PASSAGE PROVIDED:
:::::

Loaded Questions
- Designers: Eric Poses
- Publishers: All Things Equal
- Players: 3-6

= Loaded Questions (game) =

Board game

Loaded Questions is a question-based board game created by Eric Poses in 1996. The game emphasizes socializing.

== Gameplay ==
Recommend 4-6 players (but can be played with fewer or more players)

Poses said his game is "very simple" compared to strategy games, as in Loaded Questions "you get through the instructions in about three minutes." He said the game "tests players on how well they know each other."

Players try to be the first person to move from the "START" square to the "WIN!" square. Players traverse the board with dice rolls, and each turn, they have the opportunity to win bonus moves.

Once a player has moved the number of spaces indicated by the dice roll, the player draws a card and asks the question corresponding to the color that the player landed on. The board is made up of spaces of four colors: orange, purple, blue, and yellow, which correspond to questions of the categories "Hypotheticals," "Anything Goes," "No-Brainers," and "Personals," respectively.

Once the roller has read the appropriate question, all other players write their answers on a piece of paper, and one player reads the answers to the roller, who assigns answer writers for each response. For each correct assignment, the roller moves an additional space along the game board, and rolling commences in clockwise fashion.

The game board features "special spaces" in addition to regular, colored spaces. Multi-colored spaces indicate that the player can select any question, from the card drawn, "Happy Trails" spaces allow players to take the indicated shortcut, and "Reversals" call for special play procedures.

For a Reversal, the roller records an answer to the appropriate question, while all other players must anticipate the roller's response. Other players write what they expect the roller to write, and then all non-rolling players read their answers. Once all non-rollers have read, the roller's answer is shared. The roller moves an additional two spaces multiplied by the number of non-rollers who correctly anticipated the roller's response, and each correct non-roller moves two spaces.

Players win the game only after having landed on the "WIN!" space and playing one round where the roller correctly assigns each answer to the appropriate non-roller.

== Product development ==

Poses said he was inspired to create the game as a 23-year-old recent college graduate. After he developed the idea, he held a couple of Loaded Questions trial runs with friends before he quit his Miami job as an ad copywriter. He told his employer that he was leaving the job to invest in the board game, and Poses said the man asked to fund the game in return for "a large percentage of the success of the game." Poses declined the offer.

:::::

GIVEN INSTRUCTION 1: Find every line in the records that contains the string "phrase" and copy each one.
The records that come next have no connection to the article.

PROVIDED RECORDS:
:::::

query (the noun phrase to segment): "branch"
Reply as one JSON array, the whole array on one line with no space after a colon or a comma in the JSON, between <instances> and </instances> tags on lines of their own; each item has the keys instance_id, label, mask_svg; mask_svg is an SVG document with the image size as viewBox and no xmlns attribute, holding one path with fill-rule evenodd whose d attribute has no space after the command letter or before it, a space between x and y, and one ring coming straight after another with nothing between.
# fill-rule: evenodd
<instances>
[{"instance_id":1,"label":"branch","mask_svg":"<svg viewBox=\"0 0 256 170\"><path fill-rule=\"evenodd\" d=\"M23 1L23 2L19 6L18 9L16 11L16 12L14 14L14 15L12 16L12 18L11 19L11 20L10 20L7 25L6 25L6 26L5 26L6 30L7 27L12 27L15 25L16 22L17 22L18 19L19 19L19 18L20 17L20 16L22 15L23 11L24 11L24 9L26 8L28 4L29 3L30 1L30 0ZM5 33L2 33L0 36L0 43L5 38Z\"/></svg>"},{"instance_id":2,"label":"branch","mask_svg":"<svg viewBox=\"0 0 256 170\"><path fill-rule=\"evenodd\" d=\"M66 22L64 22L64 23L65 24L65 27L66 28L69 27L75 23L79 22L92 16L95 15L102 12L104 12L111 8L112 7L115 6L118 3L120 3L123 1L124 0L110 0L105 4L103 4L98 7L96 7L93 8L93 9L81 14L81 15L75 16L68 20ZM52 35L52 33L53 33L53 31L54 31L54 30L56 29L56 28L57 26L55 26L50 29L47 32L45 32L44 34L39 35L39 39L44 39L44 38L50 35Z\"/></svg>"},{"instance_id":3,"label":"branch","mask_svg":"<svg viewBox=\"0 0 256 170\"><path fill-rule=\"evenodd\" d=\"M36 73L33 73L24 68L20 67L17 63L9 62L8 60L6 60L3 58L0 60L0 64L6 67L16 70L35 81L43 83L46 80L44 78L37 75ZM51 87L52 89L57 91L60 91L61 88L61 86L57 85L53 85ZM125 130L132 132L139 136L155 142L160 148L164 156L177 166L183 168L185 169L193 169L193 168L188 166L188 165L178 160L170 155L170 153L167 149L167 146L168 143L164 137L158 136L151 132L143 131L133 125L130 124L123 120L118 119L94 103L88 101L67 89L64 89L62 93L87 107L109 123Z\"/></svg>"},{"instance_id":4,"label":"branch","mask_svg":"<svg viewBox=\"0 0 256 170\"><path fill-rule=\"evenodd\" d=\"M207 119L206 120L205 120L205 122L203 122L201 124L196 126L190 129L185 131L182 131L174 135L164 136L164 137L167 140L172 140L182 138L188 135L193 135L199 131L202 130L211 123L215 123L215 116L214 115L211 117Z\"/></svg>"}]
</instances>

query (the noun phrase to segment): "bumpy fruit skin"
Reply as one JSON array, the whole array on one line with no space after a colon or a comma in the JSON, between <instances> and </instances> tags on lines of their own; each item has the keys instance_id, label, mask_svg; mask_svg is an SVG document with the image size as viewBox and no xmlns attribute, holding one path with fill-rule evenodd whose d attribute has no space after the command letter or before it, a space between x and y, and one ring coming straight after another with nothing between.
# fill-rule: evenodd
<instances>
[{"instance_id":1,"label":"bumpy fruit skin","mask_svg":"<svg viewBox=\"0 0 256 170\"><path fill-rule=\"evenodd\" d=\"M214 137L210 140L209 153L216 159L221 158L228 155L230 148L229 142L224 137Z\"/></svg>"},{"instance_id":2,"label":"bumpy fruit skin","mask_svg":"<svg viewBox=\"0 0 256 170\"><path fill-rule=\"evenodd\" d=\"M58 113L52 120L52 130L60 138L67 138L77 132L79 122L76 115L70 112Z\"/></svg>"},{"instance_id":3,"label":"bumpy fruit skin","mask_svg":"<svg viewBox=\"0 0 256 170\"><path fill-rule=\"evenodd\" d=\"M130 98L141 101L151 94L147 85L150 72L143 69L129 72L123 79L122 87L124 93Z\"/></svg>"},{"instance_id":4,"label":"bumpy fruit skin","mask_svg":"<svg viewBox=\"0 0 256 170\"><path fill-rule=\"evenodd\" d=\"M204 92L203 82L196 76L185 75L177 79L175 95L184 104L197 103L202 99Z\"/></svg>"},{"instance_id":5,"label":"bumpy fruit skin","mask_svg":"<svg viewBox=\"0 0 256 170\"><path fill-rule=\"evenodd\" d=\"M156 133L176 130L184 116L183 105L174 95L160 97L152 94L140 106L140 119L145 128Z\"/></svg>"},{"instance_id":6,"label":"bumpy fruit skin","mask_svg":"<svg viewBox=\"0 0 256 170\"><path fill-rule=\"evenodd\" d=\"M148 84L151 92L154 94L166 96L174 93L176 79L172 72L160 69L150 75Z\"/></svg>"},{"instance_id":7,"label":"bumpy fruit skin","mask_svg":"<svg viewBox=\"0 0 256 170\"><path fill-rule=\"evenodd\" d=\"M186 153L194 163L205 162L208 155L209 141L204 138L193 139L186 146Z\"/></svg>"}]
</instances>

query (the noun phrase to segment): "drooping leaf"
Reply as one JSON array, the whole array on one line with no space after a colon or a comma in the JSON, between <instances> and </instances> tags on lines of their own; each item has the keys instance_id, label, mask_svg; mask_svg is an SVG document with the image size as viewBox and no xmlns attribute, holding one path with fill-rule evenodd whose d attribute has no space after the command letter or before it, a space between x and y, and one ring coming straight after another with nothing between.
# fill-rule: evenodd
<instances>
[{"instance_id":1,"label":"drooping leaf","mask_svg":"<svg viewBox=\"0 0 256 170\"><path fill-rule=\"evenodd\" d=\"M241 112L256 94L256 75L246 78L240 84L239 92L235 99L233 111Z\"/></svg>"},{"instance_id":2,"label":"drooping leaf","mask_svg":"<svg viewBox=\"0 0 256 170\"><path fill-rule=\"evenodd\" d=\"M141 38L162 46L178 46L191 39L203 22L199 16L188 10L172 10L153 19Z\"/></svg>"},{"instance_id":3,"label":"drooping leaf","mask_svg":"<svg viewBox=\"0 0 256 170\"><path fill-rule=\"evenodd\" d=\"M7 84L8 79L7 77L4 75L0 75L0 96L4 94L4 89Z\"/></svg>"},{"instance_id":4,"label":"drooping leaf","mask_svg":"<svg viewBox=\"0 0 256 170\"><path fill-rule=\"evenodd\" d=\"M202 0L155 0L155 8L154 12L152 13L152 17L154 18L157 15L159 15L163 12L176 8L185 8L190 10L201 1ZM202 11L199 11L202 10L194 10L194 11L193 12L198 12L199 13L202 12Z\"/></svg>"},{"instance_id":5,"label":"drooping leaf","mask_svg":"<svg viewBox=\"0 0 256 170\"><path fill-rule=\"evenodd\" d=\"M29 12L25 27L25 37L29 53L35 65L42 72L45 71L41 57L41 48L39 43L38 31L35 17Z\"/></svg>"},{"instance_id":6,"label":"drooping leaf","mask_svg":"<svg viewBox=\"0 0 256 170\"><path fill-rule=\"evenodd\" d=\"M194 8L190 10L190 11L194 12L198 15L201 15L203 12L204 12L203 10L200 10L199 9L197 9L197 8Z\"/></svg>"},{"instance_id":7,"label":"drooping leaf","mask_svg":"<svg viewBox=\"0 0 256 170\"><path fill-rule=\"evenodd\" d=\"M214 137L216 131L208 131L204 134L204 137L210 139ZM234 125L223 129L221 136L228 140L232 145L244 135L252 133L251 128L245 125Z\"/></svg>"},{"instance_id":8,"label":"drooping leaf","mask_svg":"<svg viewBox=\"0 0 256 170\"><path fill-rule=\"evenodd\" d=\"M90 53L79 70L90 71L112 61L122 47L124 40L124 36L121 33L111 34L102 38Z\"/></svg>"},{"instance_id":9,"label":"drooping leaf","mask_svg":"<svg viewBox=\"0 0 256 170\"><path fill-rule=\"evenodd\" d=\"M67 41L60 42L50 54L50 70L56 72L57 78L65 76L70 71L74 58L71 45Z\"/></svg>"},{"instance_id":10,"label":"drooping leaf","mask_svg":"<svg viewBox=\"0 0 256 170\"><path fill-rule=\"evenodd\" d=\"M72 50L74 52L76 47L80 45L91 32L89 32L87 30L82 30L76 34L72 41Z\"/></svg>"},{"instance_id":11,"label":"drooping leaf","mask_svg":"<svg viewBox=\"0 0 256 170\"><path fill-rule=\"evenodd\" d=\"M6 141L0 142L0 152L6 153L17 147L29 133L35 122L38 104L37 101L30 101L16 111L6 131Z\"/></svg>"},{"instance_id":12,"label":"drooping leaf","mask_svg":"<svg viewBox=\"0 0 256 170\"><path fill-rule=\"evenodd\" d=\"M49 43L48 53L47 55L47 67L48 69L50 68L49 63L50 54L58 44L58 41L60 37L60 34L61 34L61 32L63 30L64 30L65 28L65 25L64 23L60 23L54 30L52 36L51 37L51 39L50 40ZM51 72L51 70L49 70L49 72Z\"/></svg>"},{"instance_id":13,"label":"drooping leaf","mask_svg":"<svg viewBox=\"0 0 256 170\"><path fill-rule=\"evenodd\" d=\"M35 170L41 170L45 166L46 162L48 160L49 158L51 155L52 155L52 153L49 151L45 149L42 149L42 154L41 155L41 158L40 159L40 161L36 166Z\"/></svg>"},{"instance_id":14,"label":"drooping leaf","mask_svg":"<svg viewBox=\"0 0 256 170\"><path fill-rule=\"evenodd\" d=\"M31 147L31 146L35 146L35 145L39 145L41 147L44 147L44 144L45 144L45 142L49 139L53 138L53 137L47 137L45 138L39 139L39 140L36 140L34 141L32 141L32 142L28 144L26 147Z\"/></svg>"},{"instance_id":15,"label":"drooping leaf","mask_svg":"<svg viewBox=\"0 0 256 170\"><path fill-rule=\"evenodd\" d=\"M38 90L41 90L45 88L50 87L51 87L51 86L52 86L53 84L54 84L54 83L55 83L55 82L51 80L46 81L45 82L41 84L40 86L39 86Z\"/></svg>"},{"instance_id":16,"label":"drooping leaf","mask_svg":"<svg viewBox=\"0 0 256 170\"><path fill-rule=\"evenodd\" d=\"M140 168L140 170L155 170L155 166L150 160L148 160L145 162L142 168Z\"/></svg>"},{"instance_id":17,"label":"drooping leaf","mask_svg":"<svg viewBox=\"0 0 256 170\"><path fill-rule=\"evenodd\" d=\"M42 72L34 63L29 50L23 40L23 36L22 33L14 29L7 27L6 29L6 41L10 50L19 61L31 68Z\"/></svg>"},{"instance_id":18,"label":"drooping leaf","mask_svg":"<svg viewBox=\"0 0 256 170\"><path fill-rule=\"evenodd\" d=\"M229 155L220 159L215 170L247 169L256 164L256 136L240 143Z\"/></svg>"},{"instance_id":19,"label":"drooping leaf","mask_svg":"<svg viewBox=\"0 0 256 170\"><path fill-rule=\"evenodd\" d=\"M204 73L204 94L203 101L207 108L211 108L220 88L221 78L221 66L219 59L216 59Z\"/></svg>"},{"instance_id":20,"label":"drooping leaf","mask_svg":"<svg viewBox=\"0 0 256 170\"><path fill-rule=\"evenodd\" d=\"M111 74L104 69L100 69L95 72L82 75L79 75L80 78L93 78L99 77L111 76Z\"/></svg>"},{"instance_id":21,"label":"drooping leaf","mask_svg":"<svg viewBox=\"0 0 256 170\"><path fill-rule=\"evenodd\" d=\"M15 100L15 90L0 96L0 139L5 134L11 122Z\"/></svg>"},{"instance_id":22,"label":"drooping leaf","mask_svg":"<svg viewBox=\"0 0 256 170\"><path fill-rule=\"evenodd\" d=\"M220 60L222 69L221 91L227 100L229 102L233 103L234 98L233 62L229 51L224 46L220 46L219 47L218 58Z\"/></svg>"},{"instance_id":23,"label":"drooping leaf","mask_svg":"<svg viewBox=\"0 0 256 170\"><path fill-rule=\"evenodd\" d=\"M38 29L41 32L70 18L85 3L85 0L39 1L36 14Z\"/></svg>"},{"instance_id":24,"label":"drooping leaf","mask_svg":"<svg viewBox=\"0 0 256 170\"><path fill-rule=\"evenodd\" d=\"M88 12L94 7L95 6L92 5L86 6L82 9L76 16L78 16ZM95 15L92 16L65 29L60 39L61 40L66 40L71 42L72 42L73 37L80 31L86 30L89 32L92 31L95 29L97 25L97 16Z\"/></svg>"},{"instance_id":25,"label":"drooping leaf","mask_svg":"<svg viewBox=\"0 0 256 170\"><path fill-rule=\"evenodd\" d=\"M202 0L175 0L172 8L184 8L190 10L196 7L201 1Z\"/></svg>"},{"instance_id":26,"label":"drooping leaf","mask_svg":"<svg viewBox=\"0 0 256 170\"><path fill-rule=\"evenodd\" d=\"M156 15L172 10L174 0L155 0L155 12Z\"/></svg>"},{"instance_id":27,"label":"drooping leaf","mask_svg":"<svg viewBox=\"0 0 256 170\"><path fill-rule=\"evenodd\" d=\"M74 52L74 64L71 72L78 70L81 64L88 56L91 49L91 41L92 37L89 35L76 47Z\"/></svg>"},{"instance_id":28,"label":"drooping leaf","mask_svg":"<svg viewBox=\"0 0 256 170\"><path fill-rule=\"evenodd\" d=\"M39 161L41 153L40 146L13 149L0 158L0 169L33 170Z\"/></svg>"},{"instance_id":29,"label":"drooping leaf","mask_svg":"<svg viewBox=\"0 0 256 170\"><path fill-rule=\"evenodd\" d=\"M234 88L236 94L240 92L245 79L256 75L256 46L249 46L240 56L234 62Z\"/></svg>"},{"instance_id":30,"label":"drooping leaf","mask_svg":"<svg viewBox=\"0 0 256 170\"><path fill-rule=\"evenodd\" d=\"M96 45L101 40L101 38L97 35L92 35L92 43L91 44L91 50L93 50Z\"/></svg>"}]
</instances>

:::::

GIVEN INSTRUCTION 2: Write the next part of the article on the Loaded Questions board game, starting after its final sentence.

TASK RESULT 1:
query (the noun phrase to segment): "branch"
query (the noun phrase to segment): "bumpy fruit skin"
query (the noun phrase to segment): "drooping leaf"

TASK RESULT 2:
Poses said the game "worked well" in trial runs, and he decided to prepare 5,000 copies of Loaded Questions shortly after resigning.

Thirteen years later, in 2009, Poses is still writing new questions. The black edition of his game comes with more than 1300 questions, and Poses said he wrote 1200 of them. Some of his question writing happens in a conventional work environment, as he sits in his office with coffee and sometimes "Bailey's to keep me into it," but he said this isn't the only place where he finds himself inspired.

The questions also just happen, where if I'm in my car, you know, someone might cut me off, and I'll think, "What's the worst thing someone can do while you're driving?" and I'll write that down in my car. So the questions happen all the time.

He said he finds himself especially productive during pre-production time cramming, "just like I did in high school and just like I did in college."

== Manufacturing and early retail history ==

After investing $55,000 — one third of which was his parents' money — in the planning and manufacturing of the board game, Poses traveled and couchsurfed across America for 16 weeks to sell his new board game "out of (his car's) trunk" to toy store managers. The traveling board game salesman said he sold about 1,000 games throughout his 16-week trip, and one of his early buyers was Toys 'R Us. He reached a deal with some of the chain's Florida stores, ultimately resulting in the placement of 300 copies for the 1997 Christmas season. He said the board game "tested very well" for Toys 'R Us, so the chain decided to carry his game at all of its locations beginning in 1998.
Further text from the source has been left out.